EXTRACT:
········

Shelter finds way to stay open

June 28, 1995|By Jackie Powder | Jackie Powder,Sun Staff Writer

The county's emergency overnight shelter in Westminster, which was in jeopardy of closing Friday because of a lack of funds, will remain open with reduced hours and services, officials said.

The staff at Human Services Programs Inc., the nonprofit agency that runs the shelter, has put together a bare-bones budget of $67,000 to keep the shelter going for another year, said Deputy Directpr Lynda Gainor.

Beginning next week, the shelter will cut back its hours. It will be open from 6:30 p.m. to 6:30 a.m. weekdays instead of 3 p.m. to 10 a.m., Ms. Gainor said. On weekends, the shelter will be closed.

Ms. Gainor said the shelter was the only public facility open to the homeless on weekends.

"Six-thirty to six-thirty is not adequate, but it gets us by," she said.

The staff at Human Services Programs put together the $67,000 budget by combining portions of state and county money allocated for the overnight shelter in the winter months and the county's men's shelter, which the agency also operates.

The budget covers only the salaries of the shelter staff. It include the cost of linens, towels, coffee, tea and soup -- all of which have been provided to shelter residents.

Human Services Programs may not have to use its scaled-back budget if it receives a federal grant to continue operating the shelter and to expand services. The agency applied for a $1,047,156 grant from the U.S. Department of Housing and Urban Development, and may learn by the end of the month whether it was approved.

········

GIVEN INFORMATION:
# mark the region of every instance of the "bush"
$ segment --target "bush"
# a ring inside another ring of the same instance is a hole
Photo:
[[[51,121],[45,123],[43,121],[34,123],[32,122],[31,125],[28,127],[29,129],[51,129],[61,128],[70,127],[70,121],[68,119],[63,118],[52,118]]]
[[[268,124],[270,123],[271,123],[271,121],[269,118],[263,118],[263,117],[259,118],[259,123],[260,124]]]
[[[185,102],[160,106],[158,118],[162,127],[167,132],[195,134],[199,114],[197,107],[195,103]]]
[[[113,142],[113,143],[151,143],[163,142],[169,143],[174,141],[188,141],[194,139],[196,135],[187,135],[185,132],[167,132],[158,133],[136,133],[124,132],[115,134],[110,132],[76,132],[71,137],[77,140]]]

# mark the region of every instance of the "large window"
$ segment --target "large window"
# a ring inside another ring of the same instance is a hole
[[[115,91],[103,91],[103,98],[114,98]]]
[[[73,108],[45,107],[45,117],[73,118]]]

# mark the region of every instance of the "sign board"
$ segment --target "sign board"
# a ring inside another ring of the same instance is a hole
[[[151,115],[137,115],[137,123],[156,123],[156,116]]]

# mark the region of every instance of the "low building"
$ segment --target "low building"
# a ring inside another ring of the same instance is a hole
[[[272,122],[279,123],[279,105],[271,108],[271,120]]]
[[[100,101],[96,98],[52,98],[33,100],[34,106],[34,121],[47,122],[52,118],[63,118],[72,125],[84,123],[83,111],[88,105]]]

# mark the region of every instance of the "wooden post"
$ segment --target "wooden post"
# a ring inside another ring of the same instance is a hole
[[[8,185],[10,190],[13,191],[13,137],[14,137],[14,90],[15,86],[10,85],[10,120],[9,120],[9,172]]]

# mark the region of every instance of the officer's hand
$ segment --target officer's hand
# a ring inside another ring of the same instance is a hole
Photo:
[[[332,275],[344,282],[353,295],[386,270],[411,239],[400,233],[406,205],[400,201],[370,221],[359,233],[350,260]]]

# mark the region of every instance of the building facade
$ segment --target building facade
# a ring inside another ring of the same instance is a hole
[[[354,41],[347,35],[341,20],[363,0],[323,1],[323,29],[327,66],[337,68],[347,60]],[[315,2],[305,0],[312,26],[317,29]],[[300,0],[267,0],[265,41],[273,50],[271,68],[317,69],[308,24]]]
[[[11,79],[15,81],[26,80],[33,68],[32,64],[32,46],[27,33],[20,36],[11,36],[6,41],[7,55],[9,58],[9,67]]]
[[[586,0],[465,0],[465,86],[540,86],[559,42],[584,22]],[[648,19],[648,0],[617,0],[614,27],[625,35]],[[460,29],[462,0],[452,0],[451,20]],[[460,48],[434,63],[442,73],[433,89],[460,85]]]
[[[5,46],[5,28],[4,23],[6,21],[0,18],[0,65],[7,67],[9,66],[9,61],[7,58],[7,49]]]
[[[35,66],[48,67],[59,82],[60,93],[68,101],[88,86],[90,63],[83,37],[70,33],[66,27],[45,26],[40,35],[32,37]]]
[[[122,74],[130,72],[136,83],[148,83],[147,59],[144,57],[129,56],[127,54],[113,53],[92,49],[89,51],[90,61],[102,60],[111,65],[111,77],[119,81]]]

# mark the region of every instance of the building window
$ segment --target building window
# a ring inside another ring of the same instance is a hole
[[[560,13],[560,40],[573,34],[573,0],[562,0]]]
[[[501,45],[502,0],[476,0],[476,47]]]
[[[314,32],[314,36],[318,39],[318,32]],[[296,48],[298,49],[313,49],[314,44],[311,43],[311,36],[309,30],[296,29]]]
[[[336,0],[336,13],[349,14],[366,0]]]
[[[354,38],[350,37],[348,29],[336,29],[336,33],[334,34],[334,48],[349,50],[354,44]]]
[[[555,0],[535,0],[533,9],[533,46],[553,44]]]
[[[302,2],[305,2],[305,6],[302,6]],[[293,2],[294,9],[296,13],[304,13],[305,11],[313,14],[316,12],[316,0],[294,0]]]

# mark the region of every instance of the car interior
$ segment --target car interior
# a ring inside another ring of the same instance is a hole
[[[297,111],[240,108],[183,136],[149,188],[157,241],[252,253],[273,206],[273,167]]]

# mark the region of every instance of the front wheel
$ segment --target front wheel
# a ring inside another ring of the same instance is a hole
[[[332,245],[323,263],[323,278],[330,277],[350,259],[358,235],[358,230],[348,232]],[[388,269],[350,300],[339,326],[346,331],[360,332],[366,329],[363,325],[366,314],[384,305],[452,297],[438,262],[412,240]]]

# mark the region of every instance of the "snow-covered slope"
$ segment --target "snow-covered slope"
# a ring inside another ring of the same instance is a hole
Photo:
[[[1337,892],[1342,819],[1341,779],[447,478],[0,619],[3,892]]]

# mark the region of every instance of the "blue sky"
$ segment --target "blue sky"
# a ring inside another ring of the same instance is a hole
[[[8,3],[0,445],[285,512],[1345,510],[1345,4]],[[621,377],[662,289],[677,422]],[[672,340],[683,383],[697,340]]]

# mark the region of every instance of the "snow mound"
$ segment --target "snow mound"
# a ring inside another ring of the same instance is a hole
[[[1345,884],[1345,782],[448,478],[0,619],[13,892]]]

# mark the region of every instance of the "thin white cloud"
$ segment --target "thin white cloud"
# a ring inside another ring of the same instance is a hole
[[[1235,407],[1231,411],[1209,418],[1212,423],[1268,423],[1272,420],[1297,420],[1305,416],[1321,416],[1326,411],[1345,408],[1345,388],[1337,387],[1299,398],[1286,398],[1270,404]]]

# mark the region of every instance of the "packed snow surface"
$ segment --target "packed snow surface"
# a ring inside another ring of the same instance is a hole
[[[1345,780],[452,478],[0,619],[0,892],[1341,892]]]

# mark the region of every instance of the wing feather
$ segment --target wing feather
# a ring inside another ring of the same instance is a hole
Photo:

········

PROBLEMS AND TASKS:
1. In the Westminster shelter article, translate this sentence into Spanish: "Beginning next week, the shelter will cut back its hours."
2. Pick up the Westminster shelter article after its final sentence and write the next paragraph.

REPLIES:
1. A partir de la próxima semana, el refugio reducirá su horario.

2.
Situated at 540 Washington Road, the shelter serves an average of 15 people each night. It differs from the three other homeless shelters run by Human Services Programs in that residents don't have to meet certain requirements to stay there.

At the other shelters, participants are expected to go to work, to go to school or to obtain drug counseling.

The overnight shelter is the former site of Shoemaker House, the county's residential center for treating addictions. Human Services Programs took over the shelter in November after Shoemaker House moved to a building at the Springfield Hospital Center in Sykesville.

Originally the shelter was open only during the winter, but Human Services Programs determined that it needed to be open all year.

The county funded the center's operation the past year, but allocated a minimal amount for fiscal 1996, which begins Saturday.